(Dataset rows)
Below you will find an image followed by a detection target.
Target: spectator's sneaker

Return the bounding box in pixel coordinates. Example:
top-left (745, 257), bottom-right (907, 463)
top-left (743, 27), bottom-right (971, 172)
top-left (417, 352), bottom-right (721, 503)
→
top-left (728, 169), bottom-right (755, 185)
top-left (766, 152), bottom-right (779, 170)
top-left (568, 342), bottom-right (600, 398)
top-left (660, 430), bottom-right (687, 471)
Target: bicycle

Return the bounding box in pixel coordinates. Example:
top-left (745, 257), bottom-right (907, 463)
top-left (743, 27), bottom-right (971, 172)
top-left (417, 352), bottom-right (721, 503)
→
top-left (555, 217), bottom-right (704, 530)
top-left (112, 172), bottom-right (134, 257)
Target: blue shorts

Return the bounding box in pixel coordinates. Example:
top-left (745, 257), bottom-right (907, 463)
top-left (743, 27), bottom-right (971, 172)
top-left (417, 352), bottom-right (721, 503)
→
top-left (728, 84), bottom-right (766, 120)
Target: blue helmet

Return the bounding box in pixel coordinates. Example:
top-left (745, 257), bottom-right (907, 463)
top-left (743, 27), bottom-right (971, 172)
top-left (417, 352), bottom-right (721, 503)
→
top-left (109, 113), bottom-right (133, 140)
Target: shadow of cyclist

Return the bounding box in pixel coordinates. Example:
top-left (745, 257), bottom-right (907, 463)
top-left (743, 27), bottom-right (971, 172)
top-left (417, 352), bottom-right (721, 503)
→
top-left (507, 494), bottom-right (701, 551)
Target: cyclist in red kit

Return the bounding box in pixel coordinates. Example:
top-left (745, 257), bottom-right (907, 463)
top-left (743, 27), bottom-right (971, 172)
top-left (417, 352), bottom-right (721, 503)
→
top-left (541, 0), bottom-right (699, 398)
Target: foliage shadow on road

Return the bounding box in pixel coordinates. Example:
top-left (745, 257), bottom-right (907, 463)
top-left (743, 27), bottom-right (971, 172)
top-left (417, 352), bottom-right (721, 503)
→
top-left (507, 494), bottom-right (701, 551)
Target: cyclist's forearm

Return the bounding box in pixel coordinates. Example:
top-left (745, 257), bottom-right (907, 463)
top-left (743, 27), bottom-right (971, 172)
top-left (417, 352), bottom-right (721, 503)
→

Goal ->
Quote the whole listing above line for line, with no changes.

The answer ->
Below you will find an image followed by a detection target.
Target: spectator's sneaker

Return the bounding box in pixel coordinates. Example:
top-left (745, 257), bottom-right (907, 463)
top-left (743, 27), bottom-right (971, 172)
top-left (417, 352), bottom-right (721, 503)
→
top-left (728, 169), bottom-right (755, 185)
top-left (766, 152), bottom-right (779, 170)
top-left (568, 342), bottom-right (600, 398)
top-left (660, 430), bottom-right (687, 471)
Target: bicycle

Return the bounding box in pixel coordinates. Example:
top-left (745, 257), bottom-right (907, 463)
top-left (743, 27), bottom-right (971, 172)
top-left (417, 352), bottom-right (721, 503)
→
top-left (555, 217), bottom-right (704, 530)
top-left (112, 172), bottom-right (134, 257)
Target: blue shorts

Return the bounding box in pixel coordinates. Example:
top-left (745, 257), bottom-right (907, 463)
top-left (743, 27), bottom-right (971, 172)
top-left (417, 352), bottom-right (721, 503)
→
top-left (728, 84), bottom-right (766, 120)
Target: blue helmet

Return the bounding box in pixel coordinates. Example:
top-left (745, 257), bottom-right (907, 463)
top-left (743, 27), bottom-right (971, 172)
top-left (417, 352), bottom-right (721, 503)
→
top-left (109, 113), bottom-right (133, 140)
Target: shadow of cyclist

Return the bounding box in pixel coordinates. Example:
top-left (745, 257), bottom-right (907, 463)
top-left (743, 27), bottom-right (971, 172)
top-left (417, 352), bottom-right (721, 503)
→
top-left (507, 494), bottom-right (701, 551)
Target: cyclist in red kit

Return the bounding box in pixel coordinates. Example:
top-left (745, 257), bottom-right (907, 463)
top-left (743, 27), bottom-right (971, 172)
top-left (417, 352), bottom-right (721, 503)
→
top-left (541, 0), bottom-right (699, 398)
Target: foliage shadow on road

Return the bounding box in pixel coordinates. Example:
top-left (745, 257), bottom-right (907, 463)
top-left (743, 27), bottom-right (971, 172)
top-left (417, 352), bottom-right (721, 503)
→
top-left (507, 494), bottom-right (701, 551)
Target: cyclist's forearm

Return the bounding box in pixel coordinates. Example:
top-left (745, 257), bottom-right (907, 463)
top-left (743, 27), bottom-right (971, 172)
top-left (417, 352), bottom-right (721, 503)
→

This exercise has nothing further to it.